DESCRIPTION OF THE TASK »
Images are not wanted; transcribe the rest of the listing exactly.

►

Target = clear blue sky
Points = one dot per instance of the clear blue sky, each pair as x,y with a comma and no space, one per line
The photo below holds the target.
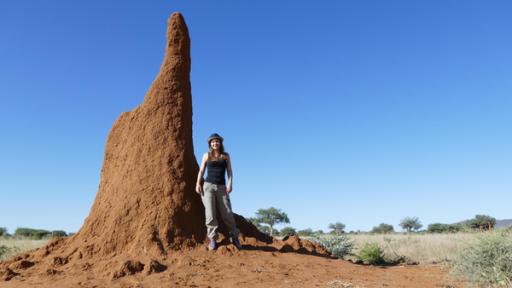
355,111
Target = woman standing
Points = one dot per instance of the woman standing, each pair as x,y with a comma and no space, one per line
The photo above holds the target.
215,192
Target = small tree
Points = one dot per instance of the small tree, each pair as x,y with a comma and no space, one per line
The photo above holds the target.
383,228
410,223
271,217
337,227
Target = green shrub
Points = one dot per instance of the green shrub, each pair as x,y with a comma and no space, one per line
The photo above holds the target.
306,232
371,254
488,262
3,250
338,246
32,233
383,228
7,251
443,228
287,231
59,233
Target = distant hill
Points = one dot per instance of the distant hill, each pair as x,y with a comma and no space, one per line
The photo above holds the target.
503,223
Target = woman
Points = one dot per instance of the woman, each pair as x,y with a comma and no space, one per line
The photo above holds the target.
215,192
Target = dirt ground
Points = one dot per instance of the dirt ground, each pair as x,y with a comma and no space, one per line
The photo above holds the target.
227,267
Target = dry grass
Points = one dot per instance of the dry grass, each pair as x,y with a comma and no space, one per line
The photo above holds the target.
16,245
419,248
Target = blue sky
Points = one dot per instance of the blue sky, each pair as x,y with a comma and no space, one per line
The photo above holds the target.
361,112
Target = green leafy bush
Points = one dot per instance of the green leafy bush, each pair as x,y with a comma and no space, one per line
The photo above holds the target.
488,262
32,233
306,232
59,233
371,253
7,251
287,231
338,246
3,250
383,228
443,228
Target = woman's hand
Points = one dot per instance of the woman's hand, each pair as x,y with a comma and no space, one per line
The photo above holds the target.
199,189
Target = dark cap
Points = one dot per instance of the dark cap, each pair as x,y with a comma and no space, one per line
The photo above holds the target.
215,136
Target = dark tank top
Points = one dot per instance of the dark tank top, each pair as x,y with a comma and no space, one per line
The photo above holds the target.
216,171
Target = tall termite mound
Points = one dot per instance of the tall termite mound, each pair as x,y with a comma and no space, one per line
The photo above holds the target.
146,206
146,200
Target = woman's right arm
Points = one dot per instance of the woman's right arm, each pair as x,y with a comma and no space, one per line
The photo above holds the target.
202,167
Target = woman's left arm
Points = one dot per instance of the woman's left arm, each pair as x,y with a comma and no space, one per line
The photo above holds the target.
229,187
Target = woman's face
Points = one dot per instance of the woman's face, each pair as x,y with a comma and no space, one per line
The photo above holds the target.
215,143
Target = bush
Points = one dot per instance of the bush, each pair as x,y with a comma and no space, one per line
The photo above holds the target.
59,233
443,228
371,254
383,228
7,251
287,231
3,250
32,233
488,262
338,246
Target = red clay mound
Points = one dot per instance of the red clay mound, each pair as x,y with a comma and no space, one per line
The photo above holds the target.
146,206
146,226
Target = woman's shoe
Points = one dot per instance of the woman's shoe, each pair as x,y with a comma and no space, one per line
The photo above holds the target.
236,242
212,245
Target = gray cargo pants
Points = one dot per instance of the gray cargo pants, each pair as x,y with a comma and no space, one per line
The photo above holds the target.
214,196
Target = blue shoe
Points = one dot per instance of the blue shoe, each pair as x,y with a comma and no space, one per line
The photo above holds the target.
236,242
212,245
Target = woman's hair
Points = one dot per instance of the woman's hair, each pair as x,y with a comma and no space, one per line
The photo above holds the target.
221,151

◄

THE ANSWER »
Target = clear blue sky
Points = one dot per instance of the clear blue sky, each pair as x,y with a comma and no space, one per line
The photo below holds the target.
355,111
Target = woman standing
Points = one dot per instance of the woman standing, each pair as x,y with a comma and no space, one per line
The photo above holds the target.
215,192
Target = small tree
Points = one dot per instance of the small tree, each pair as x,y with a comma and no space, one per line
The photo above holds the target.
383,228
410,223
271,217
337,227
Target = green shrub
Points = one dot per instance of the green shrub, each pair as x,y with a comma and no space, one per line
The photo above holds the target.
306,232
371,254
488,262
3,250
338,246
32,233
383,228
7,251
443,228
287,231
59,233
Target = distant hill
Points = one dot per instance of the distant hill, each pair as x,y with a comma and no space, one per line
The photo above holds the target.
503,223
Target = woman
Points = one dot per instance of the woman, each pair as x,y with a comma and no space, one per line
The photo above holds the target.
215,192
Target = dirt ground
Points = one dot per instance of the dirt ground, each pair as x,y with a comma and no space, one per line
The photo above holds the target.
227,267
Target = dry grass
Points = one dot per instance of the dry grass, each pair as x,y with a comma and no space, one per line
The photo above holds the target.
16,245
419,248
Target = blue sky
Points = one dot per instance of the blue sky, each pair as x,y with a comma and no space, one per line
The photo above holds the target.
361,112
Target = green leafy bush
Points = one dot per instance of the green leafy bush, each pair as x,y with a comma and no space, one per line
The photo above holds the target.
488,262
32,233
306,232
59,233
371,253
7,251
287,231
338,246
3,250
383,228
443,228
Target = woman's hand
Points = one dot per instance of the woman's hand, each pair as x,y with a comma and no space, one per line
The photo above holds the target.
199,189
Target = dark cap
Points = one dot per instance of the dark cap, each pair as x,y with a comma and no space, one per line
The photo above holds the target.
215,136
Target = dark tank top
Points = one dot per instance of the dark tank top, each pair as x,y with a comma and no space, one per line
The photo above holds the target.
216,171
Target = tall termite mound
Points = one dot per instance of the tall termite mound, each pair as x,y with a comma and no space, one per line
The photo above holds the target.
146,206
146,200
Target = woman's right arm
Points = one dot per instance of the woman's right arm, each pair as x,y with a comma and no space, one per line
The photo above holds the target.
202,167
Target = woman's left arm
Points = one dot per instance of the woman's left arm, each pair as x,y with a comma and no space, one per line
The photo above holds the target.
229,187
Target = woman's face
Points = one dot per instance of the woman's face, each pair as x,y with a comma and no space, one per line
The photo above holds the target.
215,143
Target = bush
Points = one dot per instance of the bush, each pair as x,y with a comma and no space, one per line
The photo above holds the target.
59,233
443,228
371,254
383,228
7,251
287,231
3,250
32,233
488,262
338,246
Target = red clay mound
Points = one dot per instance of the red clay mound, each pair as x,y with a comma and no space, one per line
The photo above holds the target.
146,206
146,226
Target = woman's shoe
Points = one dot per instance of the woman's shoe, each pair as x,y with a comma and no space, one per line
The photo above holds the target.
236,242
212,245
Target = gray cargo pants
Points = one dot per instance of the gray cargo pants, each pair as x,y with a comma and no space, one per line
The photo above holds the target.
214,196
Target = blue shoe
Points = one dot per instance of the blue shoe, each pair as x,y with a comma and no space, one per line
The photo above holds the target.
236,242
212,245
Target = woman's hair
Points = one dot per instance of the woman's hair, each pair as x,y with a comma and no space, one per line
The photo above holds the target.
221,151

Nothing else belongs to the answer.